[begin Given passage]

Ref.: ["Linear Attention Mechanism: An Efficient Attention for Semantic Segmentation"](https://arxiv.org/abs/2007.14902)

$$\hat{A}(Q,K,V)=\frac{V^\top.\mathbb{1}_N + Q^\prime \left({K^\prime}^\top V\right)}{N+Q^\prime \left({K^\prime}^\top .\mathcal{1}_N\right)}$$

$\text{where }\ $  
* $Q^\prime = \frac{Q}{\|Q\|_2}$  
* $K^\prime = \frac{Q}{\|K\|_2}$

## Method 4: Linformer's Attention $\mathcal{O}(N)$

Ref.: ["Linformer: Self-Attention with Linear Complexity"](https://arxiv.org/abs/2006.04768)

$\text{Low-rank approximation: projection matrices }E,F\in \mathbb{R}^{r\times N}$

$\longrightarrow EK \in \mathbb{R}^{r\times d_k}$  
$\longrightarrow FV \in \mathbb{R}^{r\times d_v}$

$\text{Context-mapping matrix P: }\ \ P=\text{Softmax}\left(\frac{Q(EK)^\top}{\sqrt{d_k}}\right)$


$$\hat{A}(Q,EK,EV)=\text{Softmax}\left(\frac{Q(EK)^\top}{\sqrt{d_k}}\right)EV$$

[end Given passage]
[begin Excerpted records]

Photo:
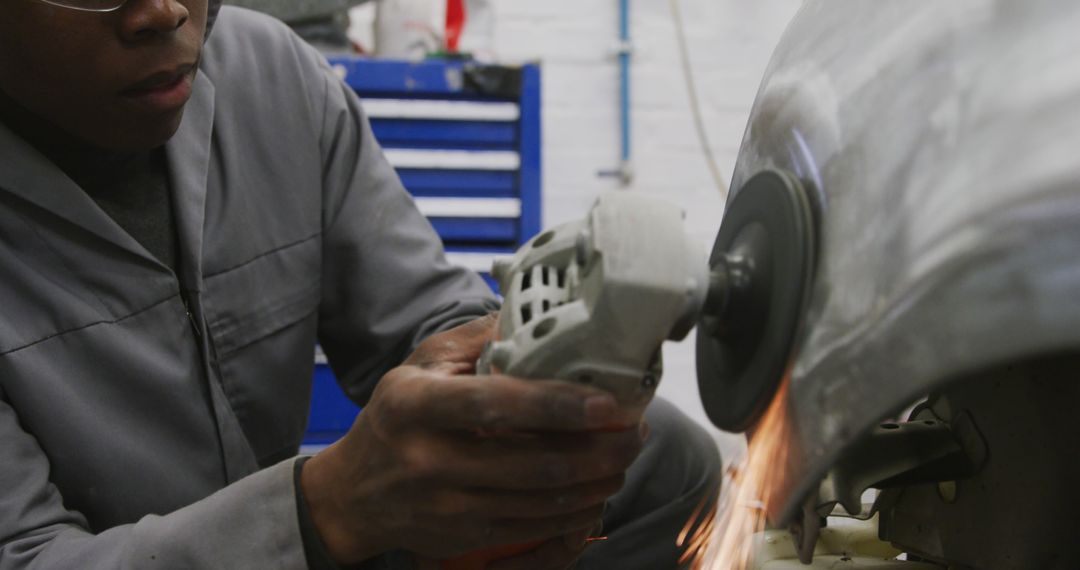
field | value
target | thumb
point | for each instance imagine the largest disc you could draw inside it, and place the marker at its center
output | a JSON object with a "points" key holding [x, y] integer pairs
{"points": [[456, 349]]}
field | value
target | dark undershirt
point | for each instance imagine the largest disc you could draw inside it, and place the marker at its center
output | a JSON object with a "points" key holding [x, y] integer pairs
{"points": [[133, 190]]}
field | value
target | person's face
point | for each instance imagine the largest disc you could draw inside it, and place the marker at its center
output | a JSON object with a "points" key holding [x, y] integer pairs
{"points": [[118, 80]]}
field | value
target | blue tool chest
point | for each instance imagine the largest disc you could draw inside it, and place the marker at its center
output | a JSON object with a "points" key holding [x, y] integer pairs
{"points": [[466, 140]]}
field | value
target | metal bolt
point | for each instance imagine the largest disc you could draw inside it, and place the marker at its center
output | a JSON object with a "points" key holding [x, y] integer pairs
{"points": [[582, 249]]}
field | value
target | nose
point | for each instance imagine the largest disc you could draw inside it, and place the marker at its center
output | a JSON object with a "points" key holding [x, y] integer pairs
{"points": [[147, 19]]}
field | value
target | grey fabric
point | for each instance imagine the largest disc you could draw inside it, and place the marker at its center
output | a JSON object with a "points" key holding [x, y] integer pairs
{"points": [[678, 471], [293, 11], [676, 477], [131, 435]]}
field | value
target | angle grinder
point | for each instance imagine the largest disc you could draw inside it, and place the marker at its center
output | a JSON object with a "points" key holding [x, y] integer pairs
{"points": [[592, 302]]}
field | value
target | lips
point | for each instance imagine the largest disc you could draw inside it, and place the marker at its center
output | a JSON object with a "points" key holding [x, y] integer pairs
{"points": [[163, 91]]}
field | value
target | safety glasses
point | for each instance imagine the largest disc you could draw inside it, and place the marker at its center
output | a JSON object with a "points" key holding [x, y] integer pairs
{"points": [[88, 5]]}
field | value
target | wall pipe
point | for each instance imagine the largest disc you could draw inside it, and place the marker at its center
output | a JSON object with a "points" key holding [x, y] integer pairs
{"points": [[625, 51]]}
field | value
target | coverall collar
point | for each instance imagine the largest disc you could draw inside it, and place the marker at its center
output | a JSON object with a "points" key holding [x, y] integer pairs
{"points": [[28, 175]]}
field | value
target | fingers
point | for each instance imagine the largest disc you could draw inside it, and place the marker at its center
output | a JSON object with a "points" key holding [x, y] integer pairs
{"points": [[498, 404], [515, 531], [498, 504], [540, 462]]}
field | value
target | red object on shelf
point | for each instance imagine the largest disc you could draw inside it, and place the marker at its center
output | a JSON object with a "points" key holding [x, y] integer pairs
{"points": [[455, 23]]}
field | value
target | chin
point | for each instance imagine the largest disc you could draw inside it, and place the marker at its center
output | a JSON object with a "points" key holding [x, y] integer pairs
{"points": [[143, 135]]}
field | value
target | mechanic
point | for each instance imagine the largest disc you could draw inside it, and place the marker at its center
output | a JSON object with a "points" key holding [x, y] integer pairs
{"points": [[181, 215]]}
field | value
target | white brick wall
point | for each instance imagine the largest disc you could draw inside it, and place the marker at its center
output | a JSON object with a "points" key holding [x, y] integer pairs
{"points": [[730, 43]]}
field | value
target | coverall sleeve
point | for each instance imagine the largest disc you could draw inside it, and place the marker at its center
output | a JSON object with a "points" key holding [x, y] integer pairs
{"points": [[387, 282], [227, 530]]}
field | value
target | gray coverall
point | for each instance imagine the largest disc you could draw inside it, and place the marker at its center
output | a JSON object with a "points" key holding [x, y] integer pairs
{"points": [[150, 419]]}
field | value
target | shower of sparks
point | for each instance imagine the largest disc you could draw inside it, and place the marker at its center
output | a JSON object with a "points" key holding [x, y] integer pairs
{"points": [[721, 538]]}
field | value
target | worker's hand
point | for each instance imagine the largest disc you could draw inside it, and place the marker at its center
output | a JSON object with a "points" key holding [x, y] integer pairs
{"points": [[442, 463]]}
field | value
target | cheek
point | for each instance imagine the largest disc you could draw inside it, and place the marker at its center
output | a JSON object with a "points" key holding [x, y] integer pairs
{"points": [[53, 73]]}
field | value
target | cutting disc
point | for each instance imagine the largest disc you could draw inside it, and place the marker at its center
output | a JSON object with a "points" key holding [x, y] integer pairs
{"points": [[761, 261]]}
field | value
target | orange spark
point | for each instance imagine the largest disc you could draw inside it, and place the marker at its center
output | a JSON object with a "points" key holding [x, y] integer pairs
{"points": [[723, 538]]}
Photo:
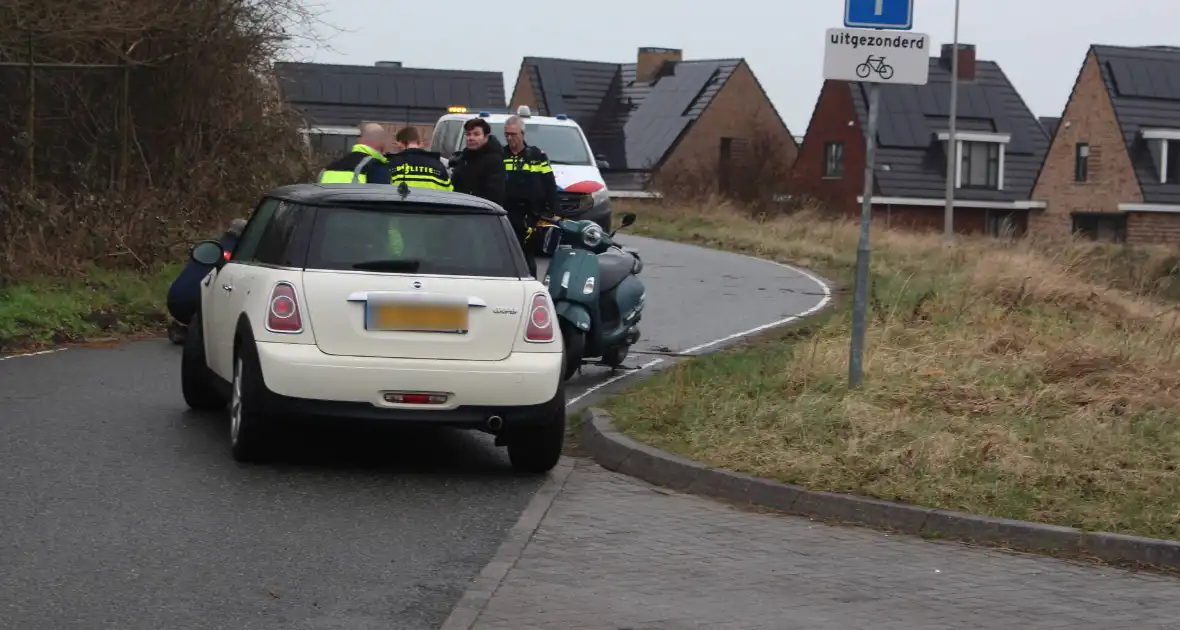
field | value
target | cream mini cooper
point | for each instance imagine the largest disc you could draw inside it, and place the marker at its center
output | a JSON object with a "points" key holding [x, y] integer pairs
{"points": [[371, 302]]}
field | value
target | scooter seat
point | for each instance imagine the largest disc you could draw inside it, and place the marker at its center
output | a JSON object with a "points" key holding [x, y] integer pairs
{"points": [[613, 270]]}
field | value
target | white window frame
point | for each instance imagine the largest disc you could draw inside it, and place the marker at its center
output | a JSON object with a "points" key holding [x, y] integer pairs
{"points": [[827, 159], [1162, 136], [327, 130], [961, 137]]}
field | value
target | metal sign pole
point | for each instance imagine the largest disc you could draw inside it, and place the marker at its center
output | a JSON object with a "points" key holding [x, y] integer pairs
{"points": [[952, 153], [860, 293]]}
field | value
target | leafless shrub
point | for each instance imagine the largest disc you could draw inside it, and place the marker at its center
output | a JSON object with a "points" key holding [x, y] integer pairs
{"points": [[136, 125]]}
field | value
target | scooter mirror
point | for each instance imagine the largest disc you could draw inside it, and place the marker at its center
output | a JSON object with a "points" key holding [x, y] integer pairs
{"points": [[552, 240]]}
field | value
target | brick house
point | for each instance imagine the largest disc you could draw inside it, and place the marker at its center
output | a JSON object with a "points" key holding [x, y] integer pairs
{"points": [[659, 113], [1001, 145], [335, 99], [1113, 169]]}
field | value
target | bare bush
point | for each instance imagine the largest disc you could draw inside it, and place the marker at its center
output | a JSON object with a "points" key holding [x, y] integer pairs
{"points": [[756, 172], [136, 124]]}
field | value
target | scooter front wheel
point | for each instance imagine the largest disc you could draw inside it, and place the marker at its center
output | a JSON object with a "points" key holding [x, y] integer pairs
{"points": [[575, 341]]}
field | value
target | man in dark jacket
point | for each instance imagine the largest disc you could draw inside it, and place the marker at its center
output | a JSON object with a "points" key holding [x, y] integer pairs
{"points": [[415, 165], [479, 169], [184, 294]]}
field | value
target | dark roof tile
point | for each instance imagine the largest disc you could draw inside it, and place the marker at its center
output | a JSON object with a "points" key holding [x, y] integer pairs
{"points": [[912, 163], [634, 124], [1144, 84]]}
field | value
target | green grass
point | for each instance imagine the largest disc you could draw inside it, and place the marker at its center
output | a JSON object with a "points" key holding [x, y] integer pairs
{"points": [[99, 303], [1017, 380]]}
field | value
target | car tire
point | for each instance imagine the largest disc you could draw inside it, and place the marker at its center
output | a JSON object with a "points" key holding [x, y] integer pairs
{"points": [[536, 448], [196, 378], [575, 341], [249, 420]]}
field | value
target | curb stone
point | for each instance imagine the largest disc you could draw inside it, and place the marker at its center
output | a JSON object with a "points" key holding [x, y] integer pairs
{"points": [[617, 452]]}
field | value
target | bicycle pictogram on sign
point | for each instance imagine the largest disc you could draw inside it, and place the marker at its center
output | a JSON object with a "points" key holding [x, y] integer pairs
{"points": [[874, 64]]}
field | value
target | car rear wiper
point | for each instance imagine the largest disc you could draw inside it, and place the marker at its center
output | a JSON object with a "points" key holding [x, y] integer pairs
{"points": [[407, 267]]}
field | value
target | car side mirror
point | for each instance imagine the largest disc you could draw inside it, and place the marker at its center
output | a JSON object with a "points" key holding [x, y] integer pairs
{"points": [[208, 254]]}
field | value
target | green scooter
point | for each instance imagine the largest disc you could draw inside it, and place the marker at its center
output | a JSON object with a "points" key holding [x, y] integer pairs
{"points": [[595, 288]]}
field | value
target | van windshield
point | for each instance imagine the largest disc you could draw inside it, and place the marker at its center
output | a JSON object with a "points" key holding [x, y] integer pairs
{"points": [[563, 144]]}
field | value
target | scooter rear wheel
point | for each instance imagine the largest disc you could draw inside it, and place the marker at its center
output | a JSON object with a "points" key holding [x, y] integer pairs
{"points": [[616, 355], [575, 348]]}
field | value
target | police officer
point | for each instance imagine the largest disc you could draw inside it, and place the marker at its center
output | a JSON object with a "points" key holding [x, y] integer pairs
{"points": [[415, 165], [365, 164], [531, 189]]}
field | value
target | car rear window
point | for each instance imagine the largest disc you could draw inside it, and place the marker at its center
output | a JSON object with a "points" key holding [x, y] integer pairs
{"points": [[428, 243]]}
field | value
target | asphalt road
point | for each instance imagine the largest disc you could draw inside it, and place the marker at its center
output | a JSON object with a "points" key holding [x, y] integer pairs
{"points": [[122, 509]]}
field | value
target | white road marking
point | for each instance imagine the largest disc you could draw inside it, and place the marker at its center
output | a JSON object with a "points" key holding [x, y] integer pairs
{"points": [[33, 354], [649, 365]]}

[end Excerpted records]

> Description of the task
In the notes on attention methods above, which paper is cited as the reference for Linformer's attention?

> Output below
"Linformer: Self-Attention with Linear Complexity"